___ EXTRACT TO READ ___

The following is an archived copy of a message sent to a Discussion List run by the Campaign Against Sanctions on Iraq.

Views expressed in this archived message are those of the author, not of the Campaign Against Sanctions on Iraq.

[Main archive index/search] [List information] [Campaign Against Sanctions on Iraq Homepage]


[Date Prev][Date Next][Thread Prev][Thread Next][Date Index][Thread Index]

[casi] U.S. military officials: "unaware of killings"




"There was no other choice," a father says after killing his own son, who
was suspected of aiding U.S. troops.

Front page, Washington Post August 1, 2003

For an Iraqi Family, 'No Other Choice'
Father and Brother Are Forced by Villagers to Execute Suspected U.S.
Informant

By Anthony Shadid
Washington Post Foreign Service
Friday, August 1, 2003; Page A01


THULUYA, Iraq -- Two hours before the dawn call to prayer, in a village
still shrouded in silence, Sabah Kerbul's executioners arrived. His father
carried an AK-47 assault rifle, as did his brother. And with barely a word
spoken, they led the man accused by the village of working as an informer
for the Americans behind a house girded with fig trees, vineyards and orange
groves.

His father raised his rifle and aimed it at his oldest son.

"Sabah didn't try to escape," said Abdullah Ali, a village resident. "He
knew he was facing his fate."

The story of what followed is based on interviews with Kerbul's father,
brother and five other villagers who said witnesses told them about the
events. One shot tore through Kerbul's leg, another his torso, the villagers
said. He fell to the ground still breathing, his blood soaking the parched
land near the banks of the Tigris River, they said. His father could go no
further, and according to some accounts, he collapsed. His other son then
fired three times, the villagers said, at least once at his brother's head.

___

(GOAL 1)
Rewrite the paragraph of the Thuluya killing report that begins "THULUYA, Iraq -- Two hours before the dawn call to prayer" as a short list that keeps its main facts.
(GOAL 2)
According to the Thuluya killing report, how many times did Kerbul's other son fire?
(GOAL 3)
Resume the Thuluya killing report from its last sentence.
The entries that come next are from a separate source.

___ RECORD SET ___

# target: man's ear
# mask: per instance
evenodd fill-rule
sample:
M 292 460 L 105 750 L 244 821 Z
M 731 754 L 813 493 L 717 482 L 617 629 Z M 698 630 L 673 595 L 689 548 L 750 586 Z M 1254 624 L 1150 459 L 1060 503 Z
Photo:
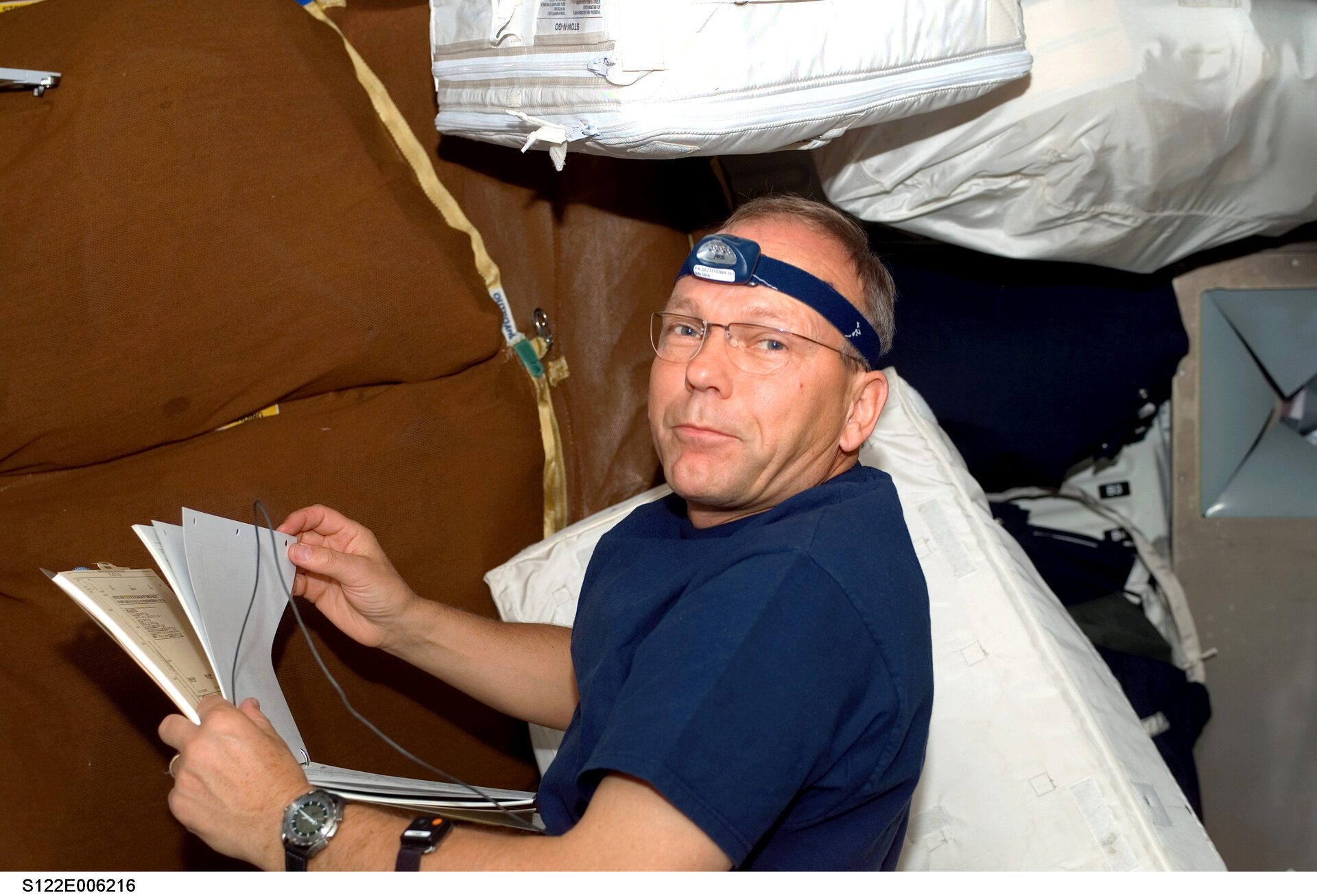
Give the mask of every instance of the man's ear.
M 840 449 L 844 454 L 859 451 L 878 422 L 888 403 L 888 378 L 871 370 L 856 378 L 851 392 L 851 416 L 842 428 Z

___

(EXERCISE ANSWER 1)
- It was two hours before the dawn call to prayer in Thuluya, Iraq, and the village was still silent.
- Sabah Kerbul's executioners arrived: his father and his brother, each carrying an AK-47 assault rifle.
- With barely a word, they led him behind a house surrounded by fig trees, vineyards and orange groves.
- The village had accused him of working as an informer for the Americans.

(EXERCISE ANSWER 2)
Three times.

(EXERCISE ANSWER 3)
Kerbul, a tall, husky 28-year-old, died.

"It wasn't an easy thing to kill him," his brother Salah said.

In his simple home of cement and cinder blocks, the father, Salem, nervously
thumbed black prayer beads this week as he recalled a warning from village
residents earlier this month. He insisted his son was not an informer, but
he said his protests meant little to a village seething with anger. He
recalled their threat was clear: Either he kill his son, or villagers would
resort to tribal justice and kill the rest of his family in retaliation for
Kerbul's role in a U.S. military operation in the village in June, in which
four people were killed.

"I have the heart of a father, and he's my son," Salem said. "Even the
prophet Abraham didn't have to kill his son." He dragged on a cigarette. His
eyes glimmered with the faint trace of tears. "There was no other choice,"
he whispered.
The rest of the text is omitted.